STATED TASK >> Pull out all lines of the data below that contain the word "every". Case counts, so match it only in that exact form.

PROVIDED RECORDS >>
==*==

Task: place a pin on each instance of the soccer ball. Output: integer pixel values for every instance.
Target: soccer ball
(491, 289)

==*==

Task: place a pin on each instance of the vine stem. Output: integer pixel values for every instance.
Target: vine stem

==*==

SOLUTION FOR THIS TASK >>
Task: place a pin on each instance of the soccer ball. Output: integer pixel values for every instance.
Task: place a pin on each instance of the vine stem. Output: integer pixel values for every instance.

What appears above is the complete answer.